++++ INPUT FOR THIS TASK

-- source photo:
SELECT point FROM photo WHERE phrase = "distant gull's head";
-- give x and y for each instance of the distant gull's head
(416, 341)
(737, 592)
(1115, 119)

++++++++

Extract the full listing above without altering anything.

-- source photo:
SELECT point FROM photo WHERE phrase = "distant gull's head";
-- give x and y for each instance of the distant gull's head
(416, 341)
(737, 592)
(1115, 119)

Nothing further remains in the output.